▶ _ACTIVITY_
Find how many lines of the entries contain the word "blonde", then report that figure alone.

(Saved entries)
_ _ _ _ _

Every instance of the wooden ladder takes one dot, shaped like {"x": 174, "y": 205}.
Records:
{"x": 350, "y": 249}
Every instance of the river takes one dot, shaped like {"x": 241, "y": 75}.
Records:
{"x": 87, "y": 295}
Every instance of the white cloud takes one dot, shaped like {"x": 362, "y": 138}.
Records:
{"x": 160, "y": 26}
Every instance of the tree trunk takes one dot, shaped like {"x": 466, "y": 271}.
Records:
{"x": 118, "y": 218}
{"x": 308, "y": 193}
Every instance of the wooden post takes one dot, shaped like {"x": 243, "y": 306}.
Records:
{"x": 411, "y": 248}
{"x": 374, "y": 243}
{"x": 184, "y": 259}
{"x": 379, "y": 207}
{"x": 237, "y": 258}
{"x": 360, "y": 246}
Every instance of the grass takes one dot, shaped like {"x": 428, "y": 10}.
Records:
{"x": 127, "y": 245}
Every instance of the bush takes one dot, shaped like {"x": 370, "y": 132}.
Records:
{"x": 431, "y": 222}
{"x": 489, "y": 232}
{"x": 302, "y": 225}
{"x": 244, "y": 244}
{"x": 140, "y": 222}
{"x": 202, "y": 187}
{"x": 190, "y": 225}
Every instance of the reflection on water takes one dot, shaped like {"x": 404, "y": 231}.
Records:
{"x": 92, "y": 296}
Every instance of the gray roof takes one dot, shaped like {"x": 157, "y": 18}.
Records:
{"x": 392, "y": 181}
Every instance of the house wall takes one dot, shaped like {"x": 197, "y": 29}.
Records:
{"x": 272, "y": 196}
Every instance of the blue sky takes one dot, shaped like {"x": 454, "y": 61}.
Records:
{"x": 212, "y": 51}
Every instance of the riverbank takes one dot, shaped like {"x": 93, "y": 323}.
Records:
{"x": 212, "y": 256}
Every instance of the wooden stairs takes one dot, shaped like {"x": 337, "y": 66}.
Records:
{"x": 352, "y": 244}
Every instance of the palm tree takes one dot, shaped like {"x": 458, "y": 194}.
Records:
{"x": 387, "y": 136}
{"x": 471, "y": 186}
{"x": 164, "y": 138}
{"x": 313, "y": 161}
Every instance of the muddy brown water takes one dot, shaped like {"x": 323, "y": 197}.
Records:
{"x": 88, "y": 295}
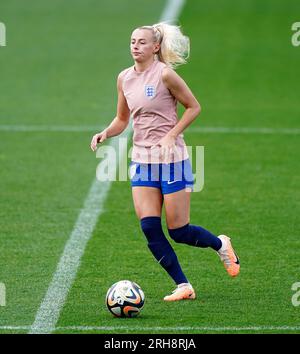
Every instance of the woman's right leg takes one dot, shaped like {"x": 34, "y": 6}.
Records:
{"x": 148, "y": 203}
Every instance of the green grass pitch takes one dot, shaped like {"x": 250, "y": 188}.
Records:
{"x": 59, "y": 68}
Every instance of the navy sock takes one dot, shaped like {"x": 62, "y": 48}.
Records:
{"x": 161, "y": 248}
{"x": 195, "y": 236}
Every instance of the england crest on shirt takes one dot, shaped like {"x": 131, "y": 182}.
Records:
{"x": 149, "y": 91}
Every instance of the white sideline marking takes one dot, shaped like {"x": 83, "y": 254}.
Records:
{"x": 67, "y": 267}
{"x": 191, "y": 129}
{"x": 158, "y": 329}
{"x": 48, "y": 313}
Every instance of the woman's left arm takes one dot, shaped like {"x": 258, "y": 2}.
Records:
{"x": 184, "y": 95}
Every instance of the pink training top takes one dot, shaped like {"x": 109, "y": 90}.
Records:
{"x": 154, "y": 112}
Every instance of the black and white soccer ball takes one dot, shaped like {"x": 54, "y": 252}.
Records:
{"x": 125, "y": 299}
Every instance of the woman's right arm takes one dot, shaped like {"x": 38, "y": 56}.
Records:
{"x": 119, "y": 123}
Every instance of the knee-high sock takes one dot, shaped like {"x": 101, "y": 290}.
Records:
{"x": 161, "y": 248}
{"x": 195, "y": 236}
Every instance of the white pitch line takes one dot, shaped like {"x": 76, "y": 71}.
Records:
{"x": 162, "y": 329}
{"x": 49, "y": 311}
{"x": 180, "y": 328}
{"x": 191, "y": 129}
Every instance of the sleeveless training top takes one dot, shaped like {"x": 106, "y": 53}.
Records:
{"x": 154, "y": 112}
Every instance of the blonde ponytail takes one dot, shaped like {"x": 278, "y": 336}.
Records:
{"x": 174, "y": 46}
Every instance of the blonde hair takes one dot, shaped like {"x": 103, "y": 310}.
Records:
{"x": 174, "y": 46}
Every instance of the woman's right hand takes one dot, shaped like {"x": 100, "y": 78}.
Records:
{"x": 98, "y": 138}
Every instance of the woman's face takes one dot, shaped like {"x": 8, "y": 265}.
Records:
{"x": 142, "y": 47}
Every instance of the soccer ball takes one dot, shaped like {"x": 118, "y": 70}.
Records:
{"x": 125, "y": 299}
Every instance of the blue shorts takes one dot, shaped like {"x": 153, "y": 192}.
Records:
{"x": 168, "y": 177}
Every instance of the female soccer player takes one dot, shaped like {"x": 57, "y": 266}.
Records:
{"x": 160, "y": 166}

_ _ _ _ _

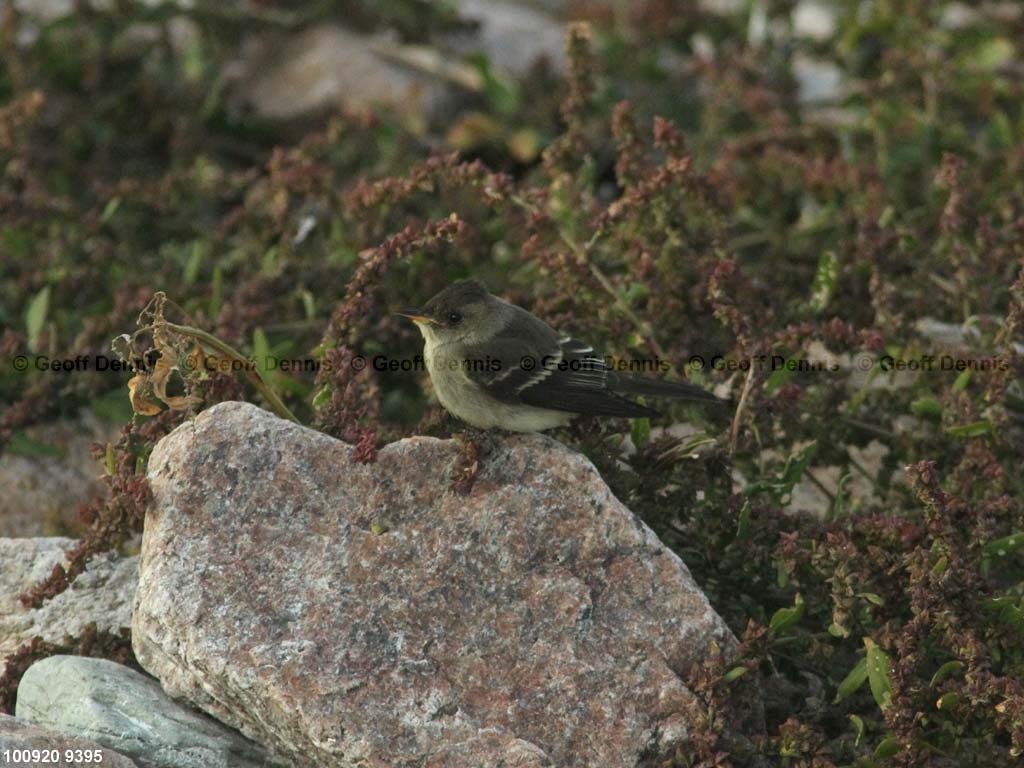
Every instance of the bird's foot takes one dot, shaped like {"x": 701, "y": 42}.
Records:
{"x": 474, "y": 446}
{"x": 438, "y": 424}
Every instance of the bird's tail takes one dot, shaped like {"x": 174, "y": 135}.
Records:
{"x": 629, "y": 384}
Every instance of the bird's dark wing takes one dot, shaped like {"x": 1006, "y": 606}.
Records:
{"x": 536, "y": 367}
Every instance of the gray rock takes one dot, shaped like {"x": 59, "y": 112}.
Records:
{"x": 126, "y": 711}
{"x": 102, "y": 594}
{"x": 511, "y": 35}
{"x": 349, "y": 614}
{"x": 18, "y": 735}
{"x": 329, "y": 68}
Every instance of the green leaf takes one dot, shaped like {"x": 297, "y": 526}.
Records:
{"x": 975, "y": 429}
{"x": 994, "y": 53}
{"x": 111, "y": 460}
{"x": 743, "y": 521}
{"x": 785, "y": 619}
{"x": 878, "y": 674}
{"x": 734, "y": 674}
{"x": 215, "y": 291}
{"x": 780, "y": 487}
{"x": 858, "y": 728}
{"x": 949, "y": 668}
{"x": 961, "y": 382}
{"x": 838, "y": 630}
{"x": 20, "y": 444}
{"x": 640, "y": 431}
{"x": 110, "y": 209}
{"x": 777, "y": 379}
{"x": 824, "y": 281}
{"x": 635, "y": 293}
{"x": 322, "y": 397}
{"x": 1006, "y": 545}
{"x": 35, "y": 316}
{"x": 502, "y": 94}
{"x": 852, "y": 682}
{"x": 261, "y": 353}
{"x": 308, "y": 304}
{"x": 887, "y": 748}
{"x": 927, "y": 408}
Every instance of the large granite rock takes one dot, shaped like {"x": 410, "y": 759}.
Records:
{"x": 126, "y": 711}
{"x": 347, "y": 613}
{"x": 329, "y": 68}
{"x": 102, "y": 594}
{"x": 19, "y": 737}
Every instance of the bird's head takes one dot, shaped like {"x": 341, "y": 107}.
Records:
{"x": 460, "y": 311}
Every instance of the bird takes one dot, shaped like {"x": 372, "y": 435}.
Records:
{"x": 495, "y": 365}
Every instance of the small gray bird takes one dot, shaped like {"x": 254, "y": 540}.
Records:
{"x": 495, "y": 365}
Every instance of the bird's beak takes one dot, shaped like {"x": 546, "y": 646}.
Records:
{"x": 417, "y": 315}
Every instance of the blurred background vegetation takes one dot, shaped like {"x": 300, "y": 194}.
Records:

_ _ _ _ _

▶ _ANSWER TO THIS TASK_
2